_Extrait du texte_
..............................

Ainsi, par exemple, en dix ans d’études sur les effets possibles sur la santé d’une classe de nanomatériaux à base de carbone, connue sous le nom de fullerène, on apprend que les molécules de footballène, aussi connues sous le nom de « buckminsterfullerènes », sont des anti-oxydants puissants dont la force est comparable à celle de la vitamine E.

 D’autres études démontrent que certains types de buckminsterfullerènes peuvent se révéler toxiques pour certaines cellules tumorales. Deux études récentes montrent que les buckminsterfullerènes pourraient entraver les fonctions cérébrales chez les poissons et sont fortement toxiques pour les cultures de tissus humains. Cependant, les conclusions de ces études sont difficiles à interpréter, en partie parce que les nanomatériaux utilisés furent contaminés par un solvant organique qu’on y ajouta pour mobiliser les fullerènes dans l’eau.

Une étude ultérieure sur la toxicité des fullerènes n’a trouvé aucun élément toxique dans les buckminsterfullerènes, mais à dégager une réponse toxique dans les cultures cellulaires d’un second groupe de fullerènes appelées « nanotubes à paroi simple ». A ce stade des recherches, la question de la toxicité éventuelle des nanomatériaux fullerènes reste largement sans réponse.

Déterminer si une substance est « dangereuse » implique de déterminer non seulement la toxicité du matériau mais également le degré de contact qu’il pourra établir avec une cellule vivante. La toxicité peut être évaluée en plaçant les buckminsterfullerènes en aquarium, mais nous devons également déterminer si les buckminsterfullerènes pourraient en fait entrer en contact avec un véritable « aquarium » tel un lac ou une rivière.

..............................

_Données fournies_

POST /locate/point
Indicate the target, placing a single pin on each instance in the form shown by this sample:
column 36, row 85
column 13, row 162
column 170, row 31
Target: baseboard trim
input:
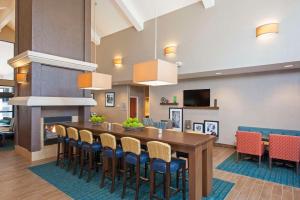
column 224, row 145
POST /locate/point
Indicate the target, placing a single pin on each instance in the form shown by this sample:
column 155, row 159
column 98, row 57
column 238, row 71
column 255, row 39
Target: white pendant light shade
column 155, row 72
column 94, row 81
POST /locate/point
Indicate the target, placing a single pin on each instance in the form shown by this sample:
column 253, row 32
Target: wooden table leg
column 207, row 169
column 195, row 174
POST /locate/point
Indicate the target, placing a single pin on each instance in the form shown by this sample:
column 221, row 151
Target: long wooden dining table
column 198, row 146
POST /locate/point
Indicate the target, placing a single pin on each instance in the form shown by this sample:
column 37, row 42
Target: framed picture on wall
column 109, row 99
column 198, row 127
column 211, row 127
column 176, row 116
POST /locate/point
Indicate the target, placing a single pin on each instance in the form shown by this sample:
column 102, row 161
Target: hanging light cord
column 94, row 34
column 155, row 31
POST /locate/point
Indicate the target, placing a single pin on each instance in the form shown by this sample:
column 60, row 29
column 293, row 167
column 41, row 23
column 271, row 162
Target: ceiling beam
column 7, row 18
column 95, row 37
column 131, row 14
column 208, row 3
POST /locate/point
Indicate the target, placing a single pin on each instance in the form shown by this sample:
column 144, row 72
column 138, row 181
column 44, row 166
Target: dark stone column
column 57, row 27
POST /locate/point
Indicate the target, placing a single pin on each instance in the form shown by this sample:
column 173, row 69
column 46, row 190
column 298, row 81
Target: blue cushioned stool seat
column 95, row 146
column 63, row 139
column 132, row 158
column 109, row 152
column 161, row 166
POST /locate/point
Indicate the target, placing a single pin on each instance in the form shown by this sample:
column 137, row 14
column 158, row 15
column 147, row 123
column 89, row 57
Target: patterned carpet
column 78, row 188
column 9, row 146
column 279, row 174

..............................

_Consigne 1_
Relevez tous les noms que l'extrait sur la toxicité des fullerènes donne à des nanomatériaux à base de carbone ou à leurs molécules.
_Consigne 2_
D'après l'extrait sur la toxicité des fullerènes, à quoi la force anti-oxydante des buckminsterfullerènes est-elle comparable ?
Ces données proviennent d'une source différente.

_Réponse attendue 1_
fullerène, footballène, buckminsterfullerènes, nanotubes à paroi simple

_Réponse attendue 2_
À celle de la vitamine E.